*Problem details*:
Search the records for "blue" and copy each line that holds it.

*Extracted information*:
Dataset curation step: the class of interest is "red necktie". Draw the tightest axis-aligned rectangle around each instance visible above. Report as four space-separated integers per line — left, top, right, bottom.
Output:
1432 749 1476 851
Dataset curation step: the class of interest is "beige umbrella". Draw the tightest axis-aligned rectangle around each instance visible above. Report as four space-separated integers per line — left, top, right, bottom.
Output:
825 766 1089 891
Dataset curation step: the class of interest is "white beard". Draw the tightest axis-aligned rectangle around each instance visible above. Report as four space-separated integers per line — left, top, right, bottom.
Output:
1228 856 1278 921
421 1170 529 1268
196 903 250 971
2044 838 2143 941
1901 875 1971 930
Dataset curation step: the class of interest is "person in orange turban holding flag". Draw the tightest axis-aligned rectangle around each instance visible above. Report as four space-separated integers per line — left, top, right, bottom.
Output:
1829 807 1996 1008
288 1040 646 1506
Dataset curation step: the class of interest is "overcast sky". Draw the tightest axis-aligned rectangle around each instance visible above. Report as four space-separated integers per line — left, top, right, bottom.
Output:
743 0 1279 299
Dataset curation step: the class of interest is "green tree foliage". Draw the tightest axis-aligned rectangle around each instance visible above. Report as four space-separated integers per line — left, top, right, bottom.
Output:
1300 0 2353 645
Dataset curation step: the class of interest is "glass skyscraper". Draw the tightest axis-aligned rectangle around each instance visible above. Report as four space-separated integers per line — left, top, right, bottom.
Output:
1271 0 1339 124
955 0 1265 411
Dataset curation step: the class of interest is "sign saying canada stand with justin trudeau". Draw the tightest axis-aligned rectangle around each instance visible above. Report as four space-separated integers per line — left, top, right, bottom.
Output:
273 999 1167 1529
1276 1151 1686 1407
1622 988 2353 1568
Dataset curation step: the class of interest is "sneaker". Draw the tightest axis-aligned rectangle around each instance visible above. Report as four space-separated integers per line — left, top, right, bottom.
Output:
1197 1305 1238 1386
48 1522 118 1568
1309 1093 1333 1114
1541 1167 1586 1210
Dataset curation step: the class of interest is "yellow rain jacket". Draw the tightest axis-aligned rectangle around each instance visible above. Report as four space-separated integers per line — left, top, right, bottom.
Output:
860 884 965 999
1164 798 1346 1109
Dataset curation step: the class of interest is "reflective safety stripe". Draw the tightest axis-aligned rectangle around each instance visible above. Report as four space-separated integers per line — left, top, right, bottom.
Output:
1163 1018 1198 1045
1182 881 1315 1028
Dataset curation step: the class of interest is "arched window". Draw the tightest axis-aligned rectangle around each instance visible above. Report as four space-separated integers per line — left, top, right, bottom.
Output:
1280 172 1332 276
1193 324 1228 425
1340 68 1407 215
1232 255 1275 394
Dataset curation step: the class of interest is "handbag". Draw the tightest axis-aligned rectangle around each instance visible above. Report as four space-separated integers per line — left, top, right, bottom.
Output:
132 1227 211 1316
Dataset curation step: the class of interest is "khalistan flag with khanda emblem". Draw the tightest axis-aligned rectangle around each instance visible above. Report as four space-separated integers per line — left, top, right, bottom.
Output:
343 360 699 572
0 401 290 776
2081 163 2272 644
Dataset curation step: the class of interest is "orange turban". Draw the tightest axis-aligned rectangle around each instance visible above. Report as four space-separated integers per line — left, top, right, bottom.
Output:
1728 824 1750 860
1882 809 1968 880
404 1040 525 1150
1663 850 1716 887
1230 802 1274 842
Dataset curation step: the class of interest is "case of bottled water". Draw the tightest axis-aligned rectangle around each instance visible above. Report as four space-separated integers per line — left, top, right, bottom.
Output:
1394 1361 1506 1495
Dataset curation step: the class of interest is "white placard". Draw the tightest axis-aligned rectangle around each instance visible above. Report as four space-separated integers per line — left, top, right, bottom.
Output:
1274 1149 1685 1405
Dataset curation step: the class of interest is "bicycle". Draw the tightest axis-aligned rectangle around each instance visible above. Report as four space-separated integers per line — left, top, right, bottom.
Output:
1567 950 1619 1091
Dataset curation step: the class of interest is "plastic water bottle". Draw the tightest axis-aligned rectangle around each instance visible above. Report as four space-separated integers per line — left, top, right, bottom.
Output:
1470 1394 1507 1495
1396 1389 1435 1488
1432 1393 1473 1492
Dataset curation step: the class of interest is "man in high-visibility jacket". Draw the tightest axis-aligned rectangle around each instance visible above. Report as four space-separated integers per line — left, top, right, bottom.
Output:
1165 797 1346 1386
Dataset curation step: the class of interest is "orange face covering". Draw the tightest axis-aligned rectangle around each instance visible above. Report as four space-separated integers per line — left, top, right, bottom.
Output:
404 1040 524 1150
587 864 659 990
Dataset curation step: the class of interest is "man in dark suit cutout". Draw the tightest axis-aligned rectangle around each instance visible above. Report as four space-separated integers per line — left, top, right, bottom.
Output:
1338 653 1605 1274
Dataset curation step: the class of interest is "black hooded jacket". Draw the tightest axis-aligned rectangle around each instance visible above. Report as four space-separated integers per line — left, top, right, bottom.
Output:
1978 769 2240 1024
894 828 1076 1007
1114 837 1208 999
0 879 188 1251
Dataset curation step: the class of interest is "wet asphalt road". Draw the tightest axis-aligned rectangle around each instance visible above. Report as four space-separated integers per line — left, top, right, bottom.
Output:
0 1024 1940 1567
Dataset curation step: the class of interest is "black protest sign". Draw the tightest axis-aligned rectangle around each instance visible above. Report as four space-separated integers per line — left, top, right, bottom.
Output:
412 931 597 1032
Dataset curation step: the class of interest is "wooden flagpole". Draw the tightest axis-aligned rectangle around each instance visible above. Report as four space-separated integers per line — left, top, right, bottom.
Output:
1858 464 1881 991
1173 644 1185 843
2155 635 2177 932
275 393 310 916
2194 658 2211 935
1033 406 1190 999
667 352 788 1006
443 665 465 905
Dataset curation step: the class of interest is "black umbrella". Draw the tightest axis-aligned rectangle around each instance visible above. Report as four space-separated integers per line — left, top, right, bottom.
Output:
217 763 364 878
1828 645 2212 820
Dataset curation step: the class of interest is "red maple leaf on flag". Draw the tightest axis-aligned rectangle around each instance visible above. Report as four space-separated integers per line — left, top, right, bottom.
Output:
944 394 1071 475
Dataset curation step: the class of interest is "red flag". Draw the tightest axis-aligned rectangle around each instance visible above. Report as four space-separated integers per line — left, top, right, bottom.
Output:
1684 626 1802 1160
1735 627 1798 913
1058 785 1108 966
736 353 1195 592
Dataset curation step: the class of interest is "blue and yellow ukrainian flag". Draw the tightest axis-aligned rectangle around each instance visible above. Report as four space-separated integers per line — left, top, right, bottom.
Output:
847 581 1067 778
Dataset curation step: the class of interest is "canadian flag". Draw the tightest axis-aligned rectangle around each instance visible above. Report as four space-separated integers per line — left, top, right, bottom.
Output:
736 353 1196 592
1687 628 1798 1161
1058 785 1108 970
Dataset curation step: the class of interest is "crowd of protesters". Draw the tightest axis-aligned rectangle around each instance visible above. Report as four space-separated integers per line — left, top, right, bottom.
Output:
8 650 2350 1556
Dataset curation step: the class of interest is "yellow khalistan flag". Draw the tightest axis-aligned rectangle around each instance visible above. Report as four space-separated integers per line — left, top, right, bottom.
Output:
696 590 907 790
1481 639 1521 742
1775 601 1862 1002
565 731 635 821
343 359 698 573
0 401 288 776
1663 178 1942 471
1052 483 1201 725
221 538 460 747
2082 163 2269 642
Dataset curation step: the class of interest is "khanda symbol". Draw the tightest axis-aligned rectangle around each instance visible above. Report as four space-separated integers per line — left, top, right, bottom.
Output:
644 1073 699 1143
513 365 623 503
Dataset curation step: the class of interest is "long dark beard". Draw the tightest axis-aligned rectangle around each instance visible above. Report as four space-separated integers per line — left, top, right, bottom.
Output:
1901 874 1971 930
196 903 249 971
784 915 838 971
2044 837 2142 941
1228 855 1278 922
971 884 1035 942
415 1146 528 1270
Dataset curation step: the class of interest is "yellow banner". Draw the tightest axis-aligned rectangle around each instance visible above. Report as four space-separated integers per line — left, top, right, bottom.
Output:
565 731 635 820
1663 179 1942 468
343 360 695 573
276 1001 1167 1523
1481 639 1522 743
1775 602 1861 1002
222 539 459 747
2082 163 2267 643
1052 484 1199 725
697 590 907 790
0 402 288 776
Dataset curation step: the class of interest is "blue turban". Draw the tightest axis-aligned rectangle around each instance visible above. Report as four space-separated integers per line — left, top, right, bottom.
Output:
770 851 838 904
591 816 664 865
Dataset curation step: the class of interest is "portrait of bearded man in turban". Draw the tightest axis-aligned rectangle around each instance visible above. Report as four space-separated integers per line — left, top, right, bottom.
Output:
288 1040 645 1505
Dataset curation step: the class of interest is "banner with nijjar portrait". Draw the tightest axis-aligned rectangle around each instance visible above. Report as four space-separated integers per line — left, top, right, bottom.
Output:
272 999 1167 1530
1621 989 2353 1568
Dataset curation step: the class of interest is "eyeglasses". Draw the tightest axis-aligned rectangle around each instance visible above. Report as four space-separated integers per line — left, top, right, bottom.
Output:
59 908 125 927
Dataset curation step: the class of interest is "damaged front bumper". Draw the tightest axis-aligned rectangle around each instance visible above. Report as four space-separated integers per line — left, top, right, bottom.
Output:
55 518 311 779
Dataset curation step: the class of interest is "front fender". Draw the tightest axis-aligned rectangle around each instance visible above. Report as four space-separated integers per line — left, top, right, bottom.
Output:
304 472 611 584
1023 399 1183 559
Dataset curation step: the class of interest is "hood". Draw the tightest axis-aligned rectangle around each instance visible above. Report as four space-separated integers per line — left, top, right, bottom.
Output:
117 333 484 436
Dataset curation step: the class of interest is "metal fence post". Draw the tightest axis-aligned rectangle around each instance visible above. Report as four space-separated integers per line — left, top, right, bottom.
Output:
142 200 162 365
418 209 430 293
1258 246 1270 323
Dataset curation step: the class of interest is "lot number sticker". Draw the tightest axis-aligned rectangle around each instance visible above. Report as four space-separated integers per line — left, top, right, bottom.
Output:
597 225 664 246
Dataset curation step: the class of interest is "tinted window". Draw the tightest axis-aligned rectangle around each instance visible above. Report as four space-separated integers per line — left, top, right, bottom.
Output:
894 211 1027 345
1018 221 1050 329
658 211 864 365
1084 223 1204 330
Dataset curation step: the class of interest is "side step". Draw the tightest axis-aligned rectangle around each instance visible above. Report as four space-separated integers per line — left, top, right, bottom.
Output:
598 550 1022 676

*Solution*:
Dataset curation step: the class of interest is "blue and yellow ukrainian flag". Draw the tightest axis-aligned rectangle around each instance visible above. Report as four space-separated integers per line — left, top, right, bottom.
Dataset curation step: the class of interest is "blue turban". Draw the tightest axis-aligned rectangle around each instance visible above. Report as four space-separated integers per line — left, top, right, bottom.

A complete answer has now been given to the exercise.